The above interpretation is also supported by the language of Article XI § 5, which provides that "[t]he Marianas Public Land Corporation shall follow certain fundamental policies in the performance of its responsibilities." We are concerned here with the drafter's use of the term "responsibilities." The definition of "responsibility" is "[s]omething for which one is accountable: Duty." Webster's II: New Riverside University Dictionary at 1001 (1984). Significantly, the ordinary meaning of "duty" is " [f]unction or work." Id. at 412 (emphasis added). We find that the drafters used the terms "responsibilities" (as that term appears in Article XI §§ 3 and § 5) interchangeably with the term "functions" (as it appears in Article XI § 4). The language in § 5 clearly distinguishes between the Corporation's fundamental policies and its responsibilities. In light of the above discussion, we find that the drafters intended the fundamental policies contained in § 5 to constitute something more specific than the Corporation's functions. Indeed, looking at Article XI as a whole, it is clear that the drafters intended the fundamental policies to act as tools for the Corporation to carry out its constitutionally mandated functions of managing and disposing of public lands.

RECORDED INFORMATION:
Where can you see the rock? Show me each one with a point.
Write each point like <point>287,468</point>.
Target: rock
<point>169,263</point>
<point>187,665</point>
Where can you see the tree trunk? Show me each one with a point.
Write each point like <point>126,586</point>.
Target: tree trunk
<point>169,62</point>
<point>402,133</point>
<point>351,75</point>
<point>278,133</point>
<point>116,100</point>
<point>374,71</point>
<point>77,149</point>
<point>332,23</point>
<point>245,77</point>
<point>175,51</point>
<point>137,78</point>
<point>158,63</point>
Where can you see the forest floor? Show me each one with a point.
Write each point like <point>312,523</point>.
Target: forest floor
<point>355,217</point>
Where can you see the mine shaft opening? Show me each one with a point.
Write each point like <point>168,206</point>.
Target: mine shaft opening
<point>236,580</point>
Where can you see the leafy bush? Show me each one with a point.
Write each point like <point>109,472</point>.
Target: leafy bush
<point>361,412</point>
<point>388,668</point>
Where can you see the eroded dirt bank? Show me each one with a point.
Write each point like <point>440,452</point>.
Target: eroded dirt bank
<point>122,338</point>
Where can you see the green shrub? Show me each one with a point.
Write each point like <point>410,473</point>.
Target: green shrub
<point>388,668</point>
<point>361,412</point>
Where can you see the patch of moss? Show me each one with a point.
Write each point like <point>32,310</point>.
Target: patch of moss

REQUIREMENTS:
A. Which dictionary does the passage on Article XI cite for the meaning of "responsibility"?
B. List every section of Article XI that the passage on Article XI refers to.
C. Resume the passage on Article XI after its last sentence.

SET OF ANSWERS:
A. Webster's II: New Riverside University Dictionary (1984).

B. § 3, § 4 and § 5.

C.
We are also persuaded that the plain language of Article XI § 5 indicates that fundamental policies were only applicable to the Corporation. As the Government points out, each of the subsections of § 5 expressly refers to the Corporation. For instance, § 5(g) states that "[t]he corporation shall receive all money from the public lands . . . ." NMI Const. art. XI, § 5(g). This Court has held that "[f]or the purposes of constitutional interpretation, the express mention of one thing implies the exclusion of another which might logically have been considered at the same time." Aldan-Pierce, 2 NMI at 161 (quoting O'Connell v. Slavin, 75 Wn.2d 554, 452 P.2d 943 (Wash. 1969)). In this case, the repeated references to the Corporation in each of the subsections of Article XI § 5 raises the implication that the fundamental policies only applied to that entity.

While Article XI § 5 does not expressly state whether the fundamental policies were intended to pass on to the Corporation's successors in interest, DPL points the Court to § 5(b), which prohibits the Corporation from selling freehold interests in land for twenty years after the effective date of the Constitution. As DPL points out, "[t]he Constitution's effective date is 1978, and, thus, the prohibitions contained in Article XI § 5(b) didn't end until 1998[,]" which was after the Corporation was dissolved. Reply Brief at 4. The gist of DPL's argument is that since at least one of the provisions in § 5 survived the dissolution of the Corporation, this Court should hold that all of the provisions in § 5 remain applicable to the Corporation's successors in interest. We find this argument compelling. DPL's position, however, is not supported by the applicable legislative history.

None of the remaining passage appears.